----- Testo selezionato

Marco nacque come «Emanuele» nel 1392 a Costantinopoli, da Giorgio (diacono e sakellarios – tesoriere – della basilica di Santa Sofia) e Maria, figlia del devoto medico Luca. Marco imparò a leggere e scrivere da suo padre, che morì quando lui e il suo fratello minore Giovanni erano ancora bambini. Maria fece proseguire l’istruzione del figlio sotto l’egida di Giovanni Cartasmeno (futuro Metropolita Ignazio di Selimbria) in retorica, Macario Makres in dogmatica e Giorgio Gemisto Pletone in filosofia.
Ereditò l’incarico che era stato di suo padre. All’età di ventiquattro anni si laureò in retorica, passando poi all’insegnamento. Nel 1418 entrò in monastero sull’isola di Antigoni, nel mar di Marmara, a sud della città di Calcedonia. A causa delle incursioni dei Turchi, due anni più tardi si trasferì al monastero di San Giorgio dei Mangani, dove rimase diciassette anni e in cui scrisse la maggior parte delle sue opere.

----------
----- Dati dell'esercizio

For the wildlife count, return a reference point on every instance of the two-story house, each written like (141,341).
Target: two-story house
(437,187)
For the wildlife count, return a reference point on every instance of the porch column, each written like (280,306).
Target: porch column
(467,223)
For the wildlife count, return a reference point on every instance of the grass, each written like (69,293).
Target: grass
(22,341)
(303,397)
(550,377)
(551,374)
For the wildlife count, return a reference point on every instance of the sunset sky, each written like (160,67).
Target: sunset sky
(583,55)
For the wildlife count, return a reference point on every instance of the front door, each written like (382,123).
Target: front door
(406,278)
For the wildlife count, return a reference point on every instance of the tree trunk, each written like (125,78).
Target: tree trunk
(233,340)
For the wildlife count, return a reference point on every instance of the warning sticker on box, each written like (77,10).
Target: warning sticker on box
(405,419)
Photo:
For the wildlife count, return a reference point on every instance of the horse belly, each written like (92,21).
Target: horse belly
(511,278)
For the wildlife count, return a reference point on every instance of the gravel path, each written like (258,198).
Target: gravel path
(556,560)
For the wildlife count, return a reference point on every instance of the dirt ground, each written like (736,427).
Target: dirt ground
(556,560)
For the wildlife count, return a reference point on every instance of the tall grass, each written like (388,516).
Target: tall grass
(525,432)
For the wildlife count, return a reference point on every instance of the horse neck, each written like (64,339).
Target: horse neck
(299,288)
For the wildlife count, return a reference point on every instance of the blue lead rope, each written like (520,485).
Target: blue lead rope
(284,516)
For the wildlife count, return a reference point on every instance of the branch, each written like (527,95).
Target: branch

----------

** Consegna 1 **
Ricopia parola per parola il passo del testo su Marco che comincia con «Marco nacque come» e prosegue fino a «Pletone in filosofia.».
** Consegna 2 **
Secondo il testo su Marco, dove si trovava il monastero in cui entrò nel 1418?
** Consegna 3 **
Riprendi il testo su Marco e portalo avanti a partire dalla sua ultima frase.
Le righe non hanno alcun rapporto con il testo su Marco.

** Risposta scritta 1 **
Marco nacque come «Emanuele» nel 1392 a Costantinopoli, da Giorgio (diacono e sakellarios – tesoriere – della basilica di Santa Sofia) e Maria, figlia del devoto medico Luca. Marco imparò a leggere e scrivere da suo padre, che morì quando lui e il suo fratello minore Giovanni erano ancora bambini. Maria fece proseguire l’istruzione del figlio sotto l’egida di Giovanni Cartasmeno (futuro Metropolita Ignazio di Selimbria) in retorica, Macario Makres in dogmatica e Giorgio Gemisto Pletone in filosofia.

** Risposta scritta 2 **
Sull'isola di Antigoni, nel mar di Marmara, a sud della città di Calcedonia.

** Risposta scritta 3 **
Nel 1437 fu eletto metropolita di Efeso; il suo episcopato attirò l’attenzione dell’imperatore Giovanni VIII Paleologo, che lo convocò per partecipare al Concilio di Firenze come rappresentante dei patriarcati di Antiochia e Gerusalemme.
Ebbe un ruolo significativo nelle sequele del Concilio di Firenze (1438 – 1445), in cui si oppose al tentativo di riconciliazione portato avanti dall’imperatore Giovanni VIII Paleologo, dal patriarca Giuseppe II di Costantinopoli e da papa Eugenio IV. La sua posizione riteneva la Chiesa di Roma scismatica ed eretica per l’apposizione del Filioque nella formulazione del Credo niceno e per le pretese di giurisdizione universale su tutta la Chiesa. Fu l’unico vescovo orientale a rifiutare di sottoscrivere i decreti del sinodo; perciò gli studiosi di entrambe le confessioni, da prospettive differenti, lo considerano in larga parte responsabile per l’effimera durata della cosiddetta «Unione di Firenze», che Marco considerò sin dall’inizio falsa e irrealizzabile.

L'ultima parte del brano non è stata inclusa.